Explore the material:
a: Rewrite the paragraph of the blog post that begins "As the saying goes" in two or three shorter sentences, keeping its main facts.
b: Please copy the passage of the blog post between "As the saying" and "self-friends or family.", inclusive, word for word.

Study text:
::::::::::

Monday 5 September 2022

Back to life, back to reality



So what are you supposed to do? Where’s the handbook? Where’s the guiding hand that shows me how to integrate back into society? Where’s the blood tests or the psychologists to tell me, yes, you are in remission, and yes you can rejoin society after 12 years of utter exhaustion brain fog nausea bloating etc.So this is me in August 2022, I feel alright, that’s right you heard it, I actually feel alright, not in the sense that I can run a marathon, and not in the sense of that 40 year old I left behind 12 years ago, where energy and brain power was never an issue.


As the saying goes, this is my ‘new normal’, and I’ll take this new normal. I reckon I’m running on about 75% to 80% day to today, which means I can actually get up, do roughly a full days work (give or take a few hours) make the evening meal for my family and actually plan a walk or a visit to friends, which was unthinkable in my worst years.


So, after a twelve-year hiatus, only now do I recall the pace of working life here in the UK, it’s demanding! Intense! And leaves little time for self-friends or family.

::::::::::

Records supplied:

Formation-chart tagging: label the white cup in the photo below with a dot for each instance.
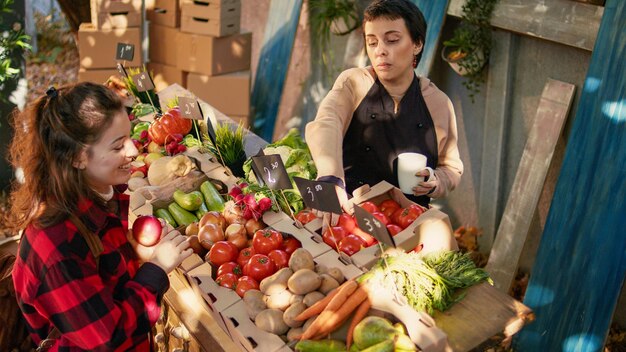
(408, 165)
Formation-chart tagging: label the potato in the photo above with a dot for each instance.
(301, 259)
(279, 300)
(277, 282)
(254, 303)
(271, 320)
(291, 313)
(336, 274)
(294, 334)
(304, 281)
(328, 284)
(312, 297)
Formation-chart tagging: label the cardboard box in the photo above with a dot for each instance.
(214, 55)
(229, 93)
(107, 14)
(96, 76)
(165, 13)
(165, 75)
(211, 18)
(162, 44)
(97, 48)
(246, 335)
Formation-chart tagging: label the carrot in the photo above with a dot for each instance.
(359, 314)
(320, 305)
(335, 319)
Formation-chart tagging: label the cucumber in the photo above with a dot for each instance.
(182, 216)
(212, 198)
(165, 215)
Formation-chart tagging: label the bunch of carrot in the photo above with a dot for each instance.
(334, 309)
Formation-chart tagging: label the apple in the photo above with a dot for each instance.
(147, 230)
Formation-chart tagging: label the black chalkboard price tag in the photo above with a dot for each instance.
(125, 52)
(368, 223)
(271, 170)
(190, 108)
(143, 82)
(319, 195)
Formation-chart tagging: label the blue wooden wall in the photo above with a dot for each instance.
(581, 263)
(274, 58)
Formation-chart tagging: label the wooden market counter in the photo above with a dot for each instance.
(483, 313)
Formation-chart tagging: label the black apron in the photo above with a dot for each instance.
(377, 135)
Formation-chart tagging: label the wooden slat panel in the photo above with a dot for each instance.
(562, 21)
(531, 174)
(280, 32)
(496, 115)
(581, 262)
(435, 14)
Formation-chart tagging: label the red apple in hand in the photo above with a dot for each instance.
(147, 230)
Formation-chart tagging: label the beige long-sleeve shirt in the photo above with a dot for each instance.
(325, 134)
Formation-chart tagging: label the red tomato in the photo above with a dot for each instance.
(244, 284)
(223, 252)
(266, 240)
(305, 216)
(280, 258)
(227, 280)
(290, 244)
(230, 267)
(404, 217)
(366, 237)
(333, 235)
(393, 229)
(168, 124)
(351, 244)
(245, 255)
(381, 217)
(259, 267)
(347, 222)
(369, 206)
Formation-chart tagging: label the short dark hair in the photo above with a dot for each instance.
(394, 9)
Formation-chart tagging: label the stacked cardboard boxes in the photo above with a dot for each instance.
(164, 23)
(216, 55)
(112, 22)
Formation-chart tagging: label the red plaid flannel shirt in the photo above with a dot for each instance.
(111, 307)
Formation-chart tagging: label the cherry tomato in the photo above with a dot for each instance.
(259, 267)
(347, 222)
(305, 216)
(333, 235)
(381, 217)
(290, 244)
(223, 252)
(230, 267)
(245, 255)
(266, 240)
(351, 244)
(280, 258)
(369, 206)
(244, 284)
(393, 229)
(227, 280)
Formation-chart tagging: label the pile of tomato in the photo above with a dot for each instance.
(242, 270)
(347, 237)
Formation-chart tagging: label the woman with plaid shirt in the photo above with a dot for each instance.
(74, 148)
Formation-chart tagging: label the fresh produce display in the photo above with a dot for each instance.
(297, 159)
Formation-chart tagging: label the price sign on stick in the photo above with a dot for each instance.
(271, 170)
(368, 223)
(190, 108)
(125, 52)
(143, 82)
(319, 195)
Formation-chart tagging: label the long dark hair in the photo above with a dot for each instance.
(50, 135)
(394, 9)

::::::::::

Solutions for each task:
a: The writer calls the present state a "new normal" and accepts it. Running at about 75% to 80% from day to day, the writer can get up, do roughly a full day's work, make the family's evening meal, and plan a walk or a visit to friends. None of this was possible in the worst years.

b:
As the saying goes, this is my ‘new normal’, and I’ll take this new normal. I reckon I’m running on about 75% to 80% day to today, which means I can actually get up, do roughly a full days work (give or take a few hours) make the evening meal for my family and actually plan a walk or a visit to friends, which was unthinkable in my worst years.


So, after a twelve-year hiatus, only now do I recall the pace of working life here in the UK, it’s demanding! Intense! And leaves little time for self-friends or family.